#### SOURCE EXTRACT:
____

July 26, 2013 (1 min read)

"This case is before us on remand from the United States Supreme Court. The City of Hazleton previously appealed the District Court‟s judgment permanently enjoining enforcement of two Hazleton ordinances that attempt to prohibit employment of unauthorized aliens and preclude them from renting housing within the City.

In a precedential Opinion and Judgment filed on September 9, 2010, we upheld the permanent injunction. Thereafter, the Supreme Court granted Hazleton‟s petition for a writ of certiorari and remanded this case so that we could reconsider our analysis in light of Chamber of Commerce v. Whiting, 563 U.S. __, 131 S. Ct. 1968 (2011). See City of Hazleton v. Lozano, 563 U.S. __, 131 S. Ct. 2958 (2011). Subsequently, the Court also decided Arizona v. United States, 567 U.S. __, 132 S. Ct.2492 (2012). Both Whiting and Arizona address the extent to which federal immigration law pre-empts various state laws pertaining to the treatment of unauthorized aliens. On remand, we asked for supplemental briefing on whether either of those decisions alter our original analysis upholding the District Court‟s injunction.

____

#### LISTED ENTRIES:
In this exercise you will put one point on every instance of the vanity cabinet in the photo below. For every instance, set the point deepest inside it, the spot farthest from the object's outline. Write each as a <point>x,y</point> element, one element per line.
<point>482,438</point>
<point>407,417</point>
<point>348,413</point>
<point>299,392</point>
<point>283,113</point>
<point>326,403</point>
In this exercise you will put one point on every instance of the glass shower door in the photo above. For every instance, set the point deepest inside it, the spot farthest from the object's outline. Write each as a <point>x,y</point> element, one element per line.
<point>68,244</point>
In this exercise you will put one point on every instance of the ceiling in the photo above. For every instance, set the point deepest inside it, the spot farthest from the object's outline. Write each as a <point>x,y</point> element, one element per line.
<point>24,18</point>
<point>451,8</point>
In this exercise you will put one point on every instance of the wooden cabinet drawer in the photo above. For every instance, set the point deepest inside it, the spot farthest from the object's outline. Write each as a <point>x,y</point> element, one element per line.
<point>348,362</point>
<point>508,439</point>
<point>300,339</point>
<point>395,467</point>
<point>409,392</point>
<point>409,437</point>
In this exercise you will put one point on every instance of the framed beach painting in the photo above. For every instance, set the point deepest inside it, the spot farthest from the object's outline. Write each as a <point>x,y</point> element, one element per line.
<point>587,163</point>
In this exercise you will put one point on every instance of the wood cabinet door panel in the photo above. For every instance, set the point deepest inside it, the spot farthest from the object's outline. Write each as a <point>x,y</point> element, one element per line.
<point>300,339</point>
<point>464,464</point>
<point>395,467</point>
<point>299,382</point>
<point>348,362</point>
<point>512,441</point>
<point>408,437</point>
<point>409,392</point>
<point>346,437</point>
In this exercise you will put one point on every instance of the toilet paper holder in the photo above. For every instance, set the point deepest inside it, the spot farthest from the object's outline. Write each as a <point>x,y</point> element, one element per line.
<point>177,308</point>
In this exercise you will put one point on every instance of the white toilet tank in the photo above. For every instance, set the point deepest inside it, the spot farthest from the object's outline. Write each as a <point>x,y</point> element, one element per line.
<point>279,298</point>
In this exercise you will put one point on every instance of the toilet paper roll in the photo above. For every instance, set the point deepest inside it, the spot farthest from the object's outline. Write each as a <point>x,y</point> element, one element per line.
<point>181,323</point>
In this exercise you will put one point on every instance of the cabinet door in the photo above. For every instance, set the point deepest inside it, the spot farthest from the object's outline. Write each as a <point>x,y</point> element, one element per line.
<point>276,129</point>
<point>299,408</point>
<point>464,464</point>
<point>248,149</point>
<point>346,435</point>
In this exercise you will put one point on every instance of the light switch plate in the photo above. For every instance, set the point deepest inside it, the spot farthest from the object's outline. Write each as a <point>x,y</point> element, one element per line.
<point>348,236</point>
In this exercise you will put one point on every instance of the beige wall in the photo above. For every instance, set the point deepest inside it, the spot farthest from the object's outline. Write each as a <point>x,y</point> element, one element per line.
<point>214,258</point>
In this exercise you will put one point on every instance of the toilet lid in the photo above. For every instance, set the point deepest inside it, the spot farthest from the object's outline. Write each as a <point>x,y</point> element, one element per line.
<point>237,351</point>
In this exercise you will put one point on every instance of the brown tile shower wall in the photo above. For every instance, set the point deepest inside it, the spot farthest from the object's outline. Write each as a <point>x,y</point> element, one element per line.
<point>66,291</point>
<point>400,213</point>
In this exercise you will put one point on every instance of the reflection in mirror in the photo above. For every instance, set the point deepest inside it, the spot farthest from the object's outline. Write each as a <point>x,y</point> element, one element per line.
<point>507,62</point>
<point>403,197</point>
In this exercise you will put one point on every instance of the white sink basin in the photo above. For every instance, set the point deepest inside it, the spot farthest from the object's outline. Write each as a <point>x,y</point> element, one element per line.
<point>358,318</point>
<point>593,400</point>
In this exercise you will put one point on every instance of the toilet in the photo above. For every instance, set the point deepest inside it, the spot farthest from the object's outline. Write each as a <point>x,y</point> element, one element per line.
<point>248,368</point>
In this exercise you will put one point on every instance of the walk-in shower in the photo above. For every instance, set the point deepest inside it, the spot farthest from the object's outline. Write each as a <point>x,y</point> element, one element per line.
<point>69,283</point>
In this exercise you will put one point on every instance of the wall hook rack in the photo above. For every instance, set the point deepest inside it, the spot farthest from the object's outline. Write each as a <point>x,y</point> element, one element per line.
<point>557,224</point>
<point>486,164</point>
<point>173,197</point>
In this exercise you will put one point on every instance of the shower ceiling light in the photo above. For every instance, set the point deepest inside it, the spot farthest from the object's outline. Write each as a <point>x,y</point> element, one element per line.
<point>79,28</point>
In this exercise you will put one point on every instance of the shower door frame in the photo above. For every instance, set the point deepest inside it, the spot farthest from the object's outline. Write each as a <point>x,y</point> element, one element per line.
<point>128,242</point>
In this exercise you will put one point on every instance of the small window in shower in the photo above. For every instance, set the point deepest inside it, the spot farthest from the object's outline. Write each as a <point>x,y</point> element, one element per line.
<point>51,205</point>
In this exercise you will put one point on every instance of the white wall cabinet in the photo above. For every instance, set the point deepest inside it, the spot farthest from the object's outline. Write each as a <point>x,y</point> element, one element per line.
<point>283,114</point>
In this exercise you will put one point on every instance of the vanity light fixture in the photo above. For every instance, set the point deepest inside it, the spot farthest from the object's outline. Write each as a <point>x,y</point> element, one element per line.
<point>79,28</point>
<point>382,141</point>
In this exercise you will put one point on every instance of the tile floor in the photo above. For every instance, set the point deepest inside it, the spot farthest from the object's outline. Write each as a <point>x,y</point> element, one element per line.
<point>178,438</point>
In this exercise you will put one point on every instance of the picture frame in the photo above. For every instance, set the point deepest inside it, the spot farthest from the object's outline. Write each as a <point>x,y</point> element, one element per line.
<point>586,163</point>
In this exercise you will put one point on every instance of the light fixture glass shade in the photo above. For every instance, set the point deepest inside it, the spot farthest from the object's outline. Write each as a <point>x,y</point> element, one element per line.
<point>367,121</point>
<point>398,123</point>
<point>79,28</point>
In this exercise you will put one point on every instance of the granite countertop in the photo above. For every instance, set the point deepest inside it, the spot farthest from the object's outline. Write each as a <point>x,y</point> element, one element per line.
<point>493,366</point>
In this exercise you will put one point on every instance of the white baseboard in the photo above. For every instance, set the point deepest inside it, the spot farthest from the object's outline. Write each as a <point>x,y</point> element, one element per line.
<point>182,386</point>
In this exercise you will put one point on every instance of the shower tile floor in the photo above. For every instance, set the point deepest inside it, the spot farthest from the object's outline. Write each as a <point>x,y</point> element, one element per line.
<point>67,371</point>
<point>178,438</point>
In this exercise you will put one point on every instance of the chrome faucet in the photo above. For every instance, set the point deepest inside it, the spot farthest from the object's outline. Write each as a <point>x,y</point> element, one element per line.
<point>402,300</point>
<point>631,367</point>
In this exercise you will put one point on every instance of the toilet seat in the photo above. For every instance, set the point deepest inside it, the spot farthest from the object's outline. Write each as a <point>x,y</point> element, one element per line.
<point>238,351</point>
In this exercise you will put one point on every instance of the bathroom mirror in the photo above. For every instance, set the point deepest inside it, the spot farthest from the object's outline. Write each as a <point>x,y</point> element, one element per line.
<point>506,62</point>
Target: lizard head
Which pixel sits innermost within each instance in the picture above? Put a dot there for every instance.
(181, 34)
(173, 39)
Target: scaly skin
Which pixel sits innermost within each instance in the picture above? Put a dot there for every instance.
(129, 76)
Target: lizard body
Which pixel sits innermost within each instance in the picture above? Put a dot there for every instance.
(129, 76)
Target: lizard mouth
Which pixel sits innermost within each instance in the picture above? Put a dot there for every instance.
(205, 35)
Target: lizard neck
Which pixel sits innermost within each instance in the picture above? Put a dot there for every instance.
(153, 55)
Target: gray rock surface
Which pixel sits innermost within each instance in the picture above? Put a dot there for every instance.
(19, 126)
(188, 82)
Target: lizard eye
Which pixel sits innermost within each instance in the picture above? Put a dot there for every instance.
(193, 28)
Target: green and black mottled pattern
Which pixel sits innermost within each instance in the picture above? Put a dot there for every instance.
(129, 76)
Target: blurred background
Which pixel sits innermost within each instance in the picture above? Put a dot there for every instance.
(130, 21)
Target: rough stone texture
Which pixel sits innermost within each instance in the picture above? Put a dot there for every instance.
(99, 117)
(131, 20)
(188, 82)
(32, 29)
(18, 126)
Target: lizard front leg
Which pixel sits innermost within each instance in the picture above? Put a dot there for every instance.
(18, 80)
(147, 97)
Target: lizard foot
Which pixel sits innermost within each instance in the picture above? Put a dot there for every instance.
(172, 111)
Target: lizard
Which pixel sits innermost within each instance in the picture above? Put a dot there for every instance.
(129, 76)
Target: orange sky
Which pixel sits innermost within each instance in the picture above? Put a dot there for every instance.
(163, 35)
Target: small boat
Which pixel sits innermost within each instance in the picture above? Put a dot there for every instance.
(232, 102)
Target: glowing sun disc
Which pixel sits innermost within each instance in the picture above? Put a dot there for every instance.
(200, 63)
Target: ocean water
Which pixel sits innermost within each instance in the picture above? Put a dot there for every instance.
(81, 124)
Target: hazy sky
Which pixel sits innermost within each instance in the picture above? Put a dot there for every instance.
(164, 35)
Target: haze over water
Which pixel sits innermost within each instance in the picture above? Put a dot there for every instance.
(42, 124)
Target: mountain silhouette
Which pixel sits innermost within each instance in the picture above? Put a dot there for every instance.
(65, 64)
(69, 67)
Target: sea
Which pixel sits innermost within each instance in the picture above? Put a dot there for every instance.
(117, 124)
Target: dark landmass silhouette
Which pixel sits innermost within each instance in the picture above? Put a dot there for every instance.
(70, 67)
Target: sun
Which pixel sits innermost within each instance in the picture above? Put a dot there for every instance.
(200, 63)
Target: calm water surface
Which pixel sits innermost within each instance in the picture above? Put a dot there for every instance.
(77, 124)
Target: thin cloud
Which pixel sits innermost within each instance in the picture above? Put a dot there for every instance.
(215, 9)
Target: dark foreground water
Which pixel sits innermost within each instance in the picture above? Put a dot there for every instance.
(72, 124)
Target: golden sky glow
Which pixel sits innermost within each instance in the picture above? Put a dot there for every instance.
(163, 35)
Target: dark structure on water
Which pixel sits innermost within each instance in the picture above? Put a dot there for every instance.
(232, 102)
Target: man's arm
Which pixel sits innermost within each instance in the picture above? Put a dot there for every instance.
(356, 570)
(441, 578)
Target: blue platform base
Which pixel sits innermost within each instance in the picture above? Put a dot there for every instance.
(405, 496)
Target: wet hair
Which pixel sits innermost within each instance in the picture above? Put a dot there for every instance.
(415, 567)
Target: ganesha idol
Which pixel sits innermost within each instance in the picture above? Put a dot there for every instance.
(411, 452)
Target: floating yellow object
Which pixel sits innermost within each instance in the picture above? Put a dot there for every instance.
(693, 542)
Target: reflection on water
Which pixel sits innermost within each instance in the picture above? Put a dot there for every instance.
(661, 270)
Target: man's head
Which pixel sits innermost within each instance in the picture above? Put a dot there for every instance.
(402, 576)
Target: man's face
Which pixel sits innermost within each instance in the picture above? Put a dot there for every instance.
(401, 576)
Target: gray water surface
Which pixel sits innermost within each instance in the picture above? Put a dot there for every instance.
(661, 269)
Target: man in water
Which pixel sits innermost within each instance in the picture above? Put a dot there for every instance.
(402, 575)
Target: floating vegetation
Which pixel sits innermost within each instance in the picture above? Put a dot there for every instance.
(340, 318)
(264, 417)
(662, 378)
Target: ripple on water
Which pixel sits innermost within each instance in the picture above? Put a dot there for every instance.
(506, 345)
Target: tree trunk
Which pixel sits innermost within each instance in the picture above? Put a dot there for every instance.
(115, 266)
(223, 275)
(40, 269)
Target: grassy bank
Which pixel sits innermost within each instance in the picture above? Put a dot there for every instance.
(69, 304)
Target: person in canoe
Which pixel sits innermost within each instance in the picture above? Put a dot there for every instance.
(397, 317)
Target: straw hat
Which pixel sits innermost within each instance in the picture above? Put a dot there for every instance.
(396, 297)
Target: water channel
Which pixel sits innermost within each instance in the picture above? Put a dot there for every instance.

____

#### SET TASK A:
Add -27 to every coordinate in the answers of the rows, and write those rows out again with their requests included. Begin at the row that has "Target: tree trunk" and continue through the last row.
#### SET TASK B:
Continue the Hazleton opinion excerpt from its last sentence.
The Hazleton opinion excerpt and the rows come from unrelated sources.

#### FINAL RESULT A:
Target: tree trunk
Which pixel sits innermost within each instance in the picture above? Put a dot there for every instance.
(88, 239)
(196, 248)
(13, 242)
Target: grassy bank
Which pixel sits innermost within each instance in the picture above? Put a dot there for every instance.
(42, 277)
Target: person in canoe
Which pixel sits innermost within each instance in the picture above? Put a dot there for every instance.
(370, 290)
Target: straw hat
Which pixel sits innermost within each instance in the picture above? Put a dot there for every instance.
(369, 270)
Target: water channel
Which pixel sits innermost within each instance in the picture above? Put a dot there for every instance.

#### FINAL RESULT B:
Having thoroughly considered the additional submissions of the parties and the Court‟s decisions in Whiting and Arizona, we again conclude that both the employment and housing provisions of the Hazleton ordinances are pre-empted by federal immigration law. Accordingly, we will again affirm the District Court‟s order enjoining enforcement of these provisions." - Lozano v. City of Hazleton, July 26, 2013.